Task prompt: Copy out the entire Aurantimonas coralicida entry below, word for word.

Reading text:

Aurantimonas coralicida

Scientific classification
- Domain: Bacteria
- Kingdom: Pseudomonadati
- Phylum: Pseudomonadota
- Class: Alphaproteobacteria
- Order: Hyphomicrobiales
- Family: Aurantimonadaceae
- Genus: Aurantimonas
- Species: A. coralicida
- Binomial name: Aurantimonas coralicida Denner et al. 2003

= Aurantimonas coralicida =

- Authority: Denner et al. 2003

Species of bacterium

Aurantimonas coralicida is a gram-negative bacterium, and a causative agent of white plague in Caribbean corals. It is rod-shaped, with polar flagella.

== Description ==
An obligate aerobe, A. coralicida obtains its nourishment chemoheterotrophically. It tests positive for oxidase and catalase, and contains carotenoid pigments, possibly to protect against solar radiation.

Data section:
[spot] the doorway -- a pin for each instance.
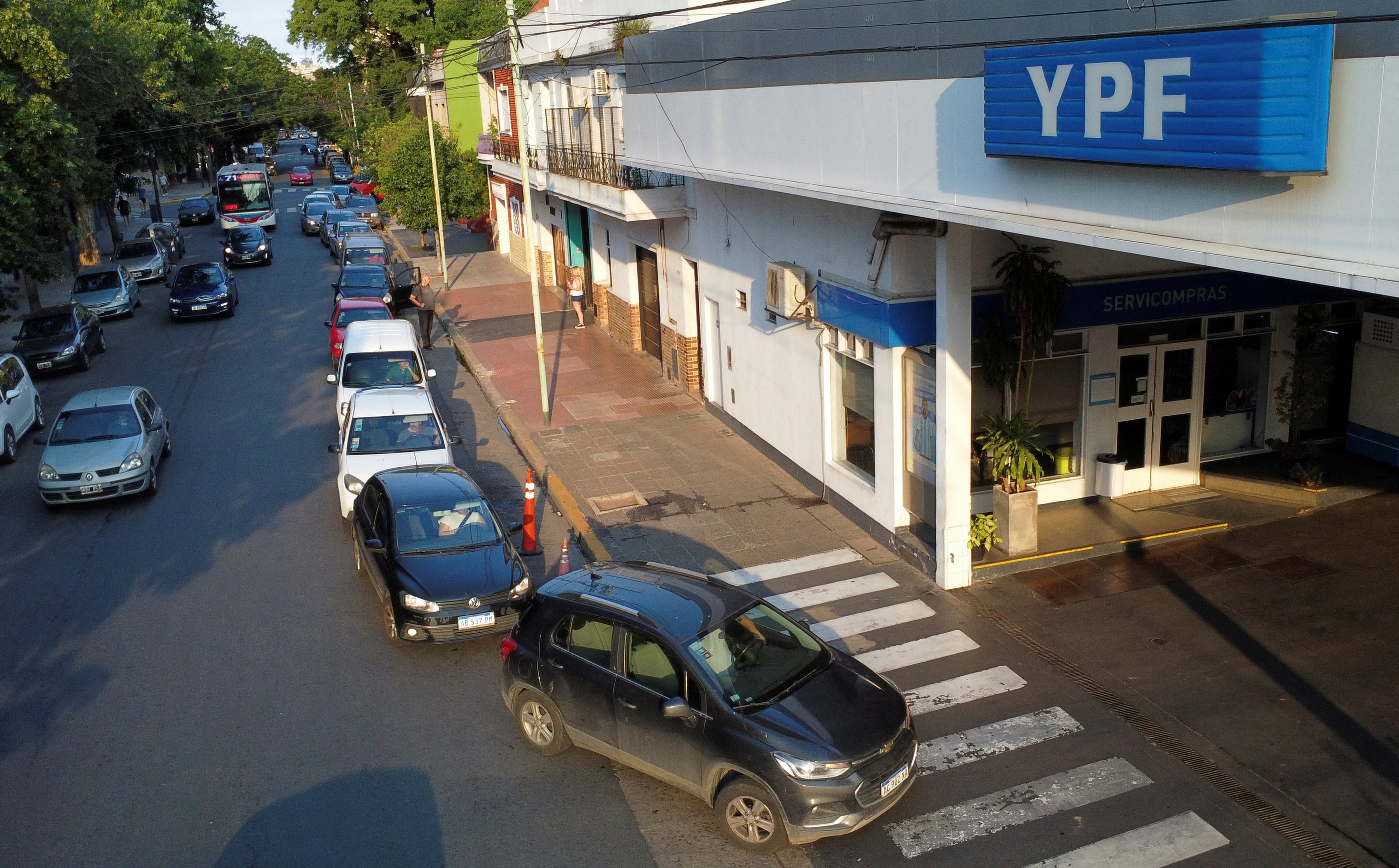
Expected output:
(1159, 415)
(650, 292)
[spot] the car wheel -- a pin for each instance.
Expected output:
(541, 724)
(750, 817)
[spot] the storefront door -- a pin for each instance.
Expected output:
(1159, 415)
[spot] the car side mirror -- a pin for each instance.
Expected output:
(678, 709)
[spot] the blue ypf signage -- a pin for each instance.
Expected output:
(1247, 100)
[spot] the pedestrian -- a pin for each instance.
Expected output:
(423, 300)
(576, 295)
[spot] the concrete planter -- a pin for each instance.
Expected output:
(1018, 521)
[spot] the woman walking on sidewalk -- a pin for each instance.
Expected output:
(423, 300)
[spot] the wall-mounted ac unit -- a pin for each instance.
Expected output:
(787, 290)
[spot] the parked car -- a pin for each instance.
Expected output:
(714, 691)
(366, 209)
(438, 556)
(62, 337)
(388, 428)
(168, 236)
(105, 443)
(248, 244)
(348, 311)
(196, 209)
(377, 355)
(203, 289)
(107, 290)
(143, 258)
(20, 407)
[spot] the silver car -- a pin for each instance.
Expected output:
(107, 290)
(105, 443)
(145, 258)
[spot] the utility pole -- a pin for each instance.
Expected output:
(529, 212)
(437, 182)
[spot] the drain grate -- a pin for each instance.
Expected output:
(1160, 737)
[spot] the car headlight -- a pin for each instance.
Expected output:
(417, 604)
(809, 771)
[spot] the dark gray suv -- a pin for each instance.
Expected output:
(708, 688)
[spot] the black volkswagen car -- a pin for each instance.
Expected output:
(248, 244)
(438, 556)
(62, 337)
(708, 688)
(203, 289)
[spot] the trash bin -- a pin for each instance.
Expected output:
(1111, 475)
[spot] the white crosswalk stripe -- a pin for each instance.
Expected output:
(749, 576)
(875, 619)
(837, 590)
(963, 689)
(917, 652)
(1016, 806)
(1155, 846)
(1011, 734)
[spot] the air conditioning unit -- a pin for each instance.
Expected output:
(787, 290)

Output of the exercise:
Aurantimonas coralicida

Scientific classification
- Domain: Bacteria
- Kingdom: Pseudomonadati
- Phylum: Pseudomonadota
- Class: Alphaproteobacteria
- Order: Hyphomicrobiales
- Family: Aurantimonadaceae
- Genus: Aurantimonas
- Species: A. coralicida
- Binomial name: Aurantimonas coralicida Denner et al. 2003

= Aurantimonas coralicida =

- Authority: Denner et al. 2003

Species of bacterium

Aurantimonas coralicida is a gram-negative bacterium, and a causative agent of white plague in Caribbean corals. It is rod-shaped, with polar flagella.

== Description ==
An obligate aerobe, A. coralicida obtains its nourishment chemoheterotrophically. It tests positive for oxidase and catalase, and contains carotenoid pigments, possibly to protect against solar radiation.